Image point annotation entries:
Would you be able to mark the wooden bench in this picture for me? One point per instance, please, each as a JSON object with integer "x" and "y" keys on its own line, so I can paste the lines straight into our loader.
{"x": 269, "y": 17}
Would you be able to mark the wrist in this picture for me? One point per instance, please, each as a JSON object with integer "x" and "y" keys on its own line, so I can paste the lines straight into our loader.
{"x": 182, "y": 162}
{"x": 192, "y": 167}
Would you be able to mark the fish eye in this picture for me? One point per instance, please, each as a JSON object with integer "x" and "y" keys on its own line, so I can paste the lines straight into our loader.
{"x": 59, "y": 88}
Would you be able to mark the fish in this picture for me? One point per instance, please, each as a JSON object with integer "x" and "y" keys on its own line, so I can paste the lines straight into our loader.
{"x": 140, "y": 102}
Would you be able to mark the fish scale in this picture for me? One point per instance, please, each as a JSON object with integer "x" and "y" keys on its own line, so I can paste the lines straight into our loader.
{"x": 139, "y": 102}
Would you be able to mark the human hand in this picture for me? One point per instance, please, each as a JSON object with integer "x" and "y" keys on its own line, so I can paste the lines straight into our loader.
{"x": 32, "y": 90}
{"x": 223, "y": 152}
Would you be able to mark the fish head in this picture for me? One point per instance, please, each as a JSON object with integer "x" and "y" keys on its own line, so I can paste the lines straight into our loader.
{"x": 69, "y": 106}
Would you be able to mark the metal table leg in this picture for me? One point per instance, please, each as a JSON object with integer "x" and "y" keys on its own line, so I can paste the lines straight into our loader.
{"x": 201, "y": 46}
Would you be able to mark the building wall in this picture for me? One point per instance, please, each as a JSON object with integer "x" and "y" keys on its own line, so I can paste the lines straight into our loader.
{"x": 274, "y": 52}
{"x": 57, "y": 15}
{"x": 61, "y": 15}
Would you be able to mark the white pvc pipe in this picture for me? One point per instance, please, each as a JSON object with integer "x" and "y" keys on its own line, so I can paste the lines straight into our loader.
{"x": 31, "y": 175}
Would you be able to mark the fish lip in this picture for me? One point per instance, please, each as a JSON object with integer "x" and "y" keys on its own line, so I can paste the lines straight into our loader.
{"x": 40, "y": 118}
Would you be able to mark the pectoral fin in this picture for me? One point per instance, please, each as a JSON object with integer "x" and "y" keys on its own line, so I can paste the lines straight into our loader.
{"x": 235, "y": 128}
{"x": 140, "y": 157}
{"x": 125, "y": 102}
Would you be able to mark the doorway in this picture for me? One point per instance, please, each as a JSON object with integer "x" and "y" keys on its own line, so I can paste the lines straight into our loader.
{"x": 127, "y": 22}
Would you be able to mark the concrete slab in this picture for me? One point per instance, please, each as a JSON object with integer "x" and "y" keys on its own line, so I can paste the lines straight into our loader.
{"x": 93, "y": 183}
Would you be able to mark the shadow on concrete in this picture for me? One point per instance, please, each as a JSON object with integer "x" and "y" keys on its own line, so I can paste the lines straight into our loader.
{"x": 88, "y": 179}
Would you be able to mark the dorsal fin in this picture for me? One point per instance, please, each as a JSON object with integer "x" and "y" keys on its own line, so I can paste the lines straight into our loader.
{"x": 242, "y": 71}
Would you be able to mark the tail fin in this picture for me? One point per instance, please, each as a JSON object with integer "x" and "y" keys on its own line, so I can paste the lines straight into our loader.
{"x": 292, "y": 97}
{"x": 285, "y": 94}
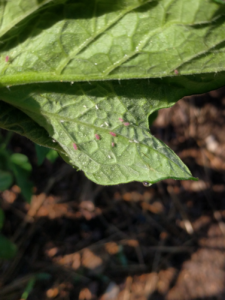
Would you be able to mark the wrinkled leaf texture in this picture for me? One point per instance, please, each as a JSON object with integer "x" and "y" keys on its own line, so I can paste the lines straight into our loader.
{"x": 70, "y": 69}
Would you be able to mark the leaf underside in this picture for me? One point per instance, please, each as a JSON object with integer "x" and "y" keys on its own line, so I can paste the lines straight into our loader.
{"x": 71, "y": 69}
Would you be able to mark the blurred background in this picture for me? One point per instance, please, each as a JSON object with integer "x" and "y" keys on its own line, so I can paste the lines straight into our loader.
{"x": 64, "y": 237}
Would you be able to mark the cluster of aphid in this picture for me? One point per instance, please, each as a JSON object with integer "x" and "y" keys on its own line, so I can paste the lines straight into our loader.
{"x": 97, "y": 136}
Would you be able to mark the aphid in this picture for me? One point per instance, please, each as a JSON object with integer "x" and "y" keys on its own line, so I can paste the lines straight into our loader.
{"x": 145, "y": 183}
{"x": 97, "y": 136}
{"x": 112, "y": 133}
{"x": 75, "y": 146}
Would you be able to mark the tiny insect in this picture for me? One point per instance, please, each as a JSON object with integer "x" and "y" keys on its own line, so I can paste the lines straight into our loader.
{"x": 97, "y": 136}
{"x": 112, "y": 133}
{"x": 75, "y": 146}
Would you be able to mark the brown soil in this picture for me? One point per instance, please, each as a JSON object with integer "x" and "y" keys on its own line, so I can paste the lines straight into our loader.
{"x": 125, "y": 242}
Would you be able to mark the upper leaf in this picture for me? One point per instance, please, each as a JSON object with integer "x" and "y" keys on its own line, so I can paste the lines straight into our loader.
{"x": 89, "y": 40}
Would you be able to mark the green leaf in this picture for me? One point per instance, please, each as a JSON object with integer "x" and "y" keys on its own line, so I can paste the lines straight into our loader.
{"x": 22, "y": 168}
{"x": 6, "y": 180}
{"x": 52, "y": 156}
{"x": 41, "y": 153}
{"x": 7, "y": 248}
{"x": 74, "y": 68}
{"x": 2, "y": 218}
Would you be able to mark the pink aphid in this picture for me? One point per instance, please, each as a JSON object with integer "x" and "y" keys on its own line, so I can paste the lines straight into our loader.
{"x": 75, "y": 146}
{"x": 97, "y": 136}
{"x": 112, "y": 133}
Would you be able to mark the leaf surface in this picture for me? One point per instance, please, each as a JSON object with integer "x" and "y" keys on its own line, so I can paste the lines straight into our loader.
{"x": 59, "y": 45}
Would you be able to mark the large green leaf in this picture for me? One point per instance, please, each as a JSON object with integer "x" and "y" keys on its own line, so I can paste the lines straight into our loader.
{"x": 21, "y": 169}
{"x": 177, "y": 45}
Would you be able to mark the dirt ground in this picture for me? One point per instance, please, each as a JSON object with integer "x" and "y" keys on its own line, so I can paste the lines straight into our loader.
{"x": 125, "y": 242}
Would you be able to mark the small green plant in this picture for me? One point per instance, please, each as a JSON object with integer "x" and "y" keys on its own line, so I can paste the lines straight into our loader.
{"x": 84, "y": 78}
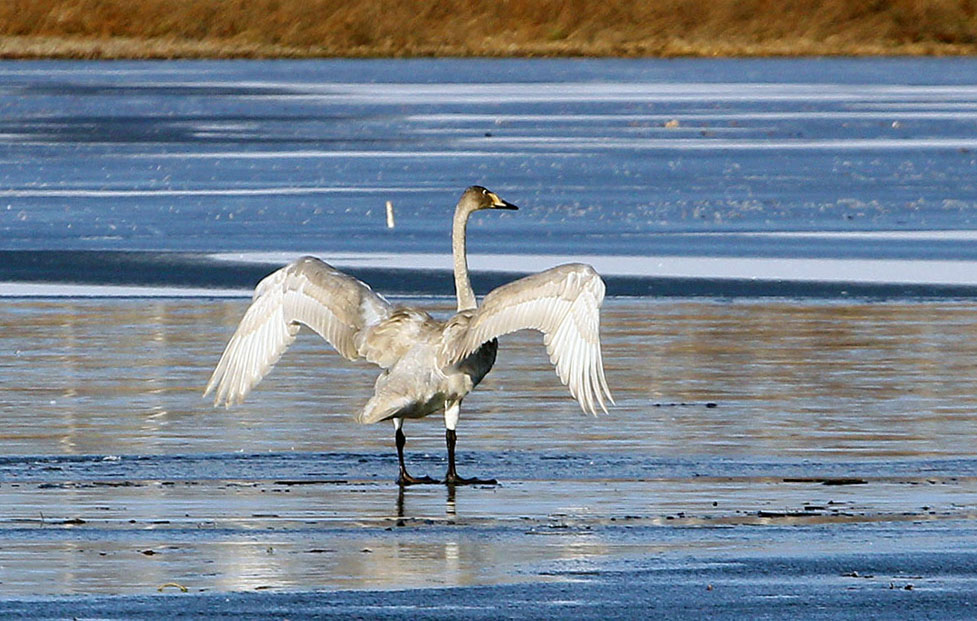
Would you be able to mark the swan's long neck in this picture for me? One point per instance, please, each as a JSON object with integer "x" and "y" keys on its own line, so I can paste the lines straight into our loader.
{"x": 463, "y": 286}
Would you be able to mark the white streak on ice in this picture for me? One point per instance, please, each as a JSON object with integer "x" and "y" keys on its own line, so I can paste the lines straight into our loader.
{"x": 62, "y": 290}
{"x": 867, "y": 271}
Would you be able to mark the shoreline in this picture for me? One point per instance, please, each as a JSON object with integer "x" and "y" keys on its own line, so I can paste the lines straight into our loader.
{"x": 126, "y": 48}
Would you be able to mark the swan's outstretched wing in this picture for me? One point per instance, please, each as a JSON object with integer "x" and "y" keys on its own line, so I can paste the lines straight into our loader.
{"x": 564, "y": 304}
{"x": 307, "y": 292}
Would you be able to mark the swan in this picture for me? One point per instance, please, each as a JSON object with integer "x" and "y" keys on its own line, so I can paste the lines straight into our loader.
{"x": 428, "y": 366}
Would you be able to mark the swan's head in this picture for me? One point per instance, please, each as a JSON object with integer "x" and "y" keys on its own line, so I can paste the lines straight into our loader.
{"x": 477, "y": 197}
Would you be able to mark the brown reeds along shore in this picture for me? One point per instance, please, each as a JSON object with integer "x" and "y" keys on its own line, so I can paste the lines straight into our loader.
{"x": 499, "y": 28}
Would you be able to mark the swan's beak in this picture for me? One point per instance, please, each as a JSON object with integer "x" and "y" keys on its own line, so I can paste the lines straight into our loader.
{"x": 498, "y": 203}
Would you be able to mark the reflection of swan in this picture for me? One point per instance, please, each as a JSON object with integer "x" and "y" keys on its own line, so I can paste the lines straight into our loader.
{"x": 429, "y": 366}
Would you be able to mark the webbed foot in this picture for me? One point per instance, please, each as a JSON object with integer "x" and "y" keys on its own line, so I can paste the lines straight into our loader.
{"x": 453, "y": 479}
{"x": 405, "y": 479}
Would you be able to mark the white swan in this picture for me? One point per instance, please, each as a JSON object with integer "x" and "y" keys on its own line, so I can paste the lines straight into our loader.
{"x": 428, "y": 366}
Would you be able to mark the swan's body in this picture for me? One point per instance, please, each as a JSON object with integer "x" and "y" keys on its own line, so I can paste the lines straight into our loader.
{"x": 428, "y": 366}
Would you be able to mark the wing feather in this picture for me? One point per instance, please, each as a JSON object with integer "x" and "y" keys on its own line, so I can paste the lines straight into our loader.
{"x": 564, "y": 304}
{"x": 306, "y": 292}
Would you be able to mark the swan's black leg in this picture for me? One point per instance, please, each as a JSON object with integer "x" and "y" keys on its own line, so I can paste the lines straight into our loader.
{"x": 452, "y": 477}
{"x": 405, "y": 478}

What to produce: Reproduce precisely the span of lines that begins at the line containing "Would you be able to mark the white swan" and ends with the last line of the listing.

Written response:
Would you be able to mark the white swan in this picture for me? One point per instance, please, each as a JSON object with integer "x" and "y" keys on its own line, so I can paste the lines straight into our loader.
{"x": 428, "y": 366}
Would you be able to mark the swan's body in this picture for me? One point per instance, please, each as a JSON object with integer "x" and "y" keys on its own line, so I can paste the lines straight into our loader.
{"x": 428, "y": 366}
Would you be able to mark the wing feather in this picture for me? One point per instance, please, each as a JSON object with integer "x" and "y" keys on its own line, so I can paste the lines straight into our loader.
{"x": 564, "y": 304}
{"x": 306, "y": 292}
Would you be able to mark the swan's black leg in this picture for me? One point per instance, please, each as a JSON object with integer "x" and "y" keys on its own line, so I can paste the lines straight into our loader.
{"x": 452, "y": 477}
{"x": 405, "y": 478}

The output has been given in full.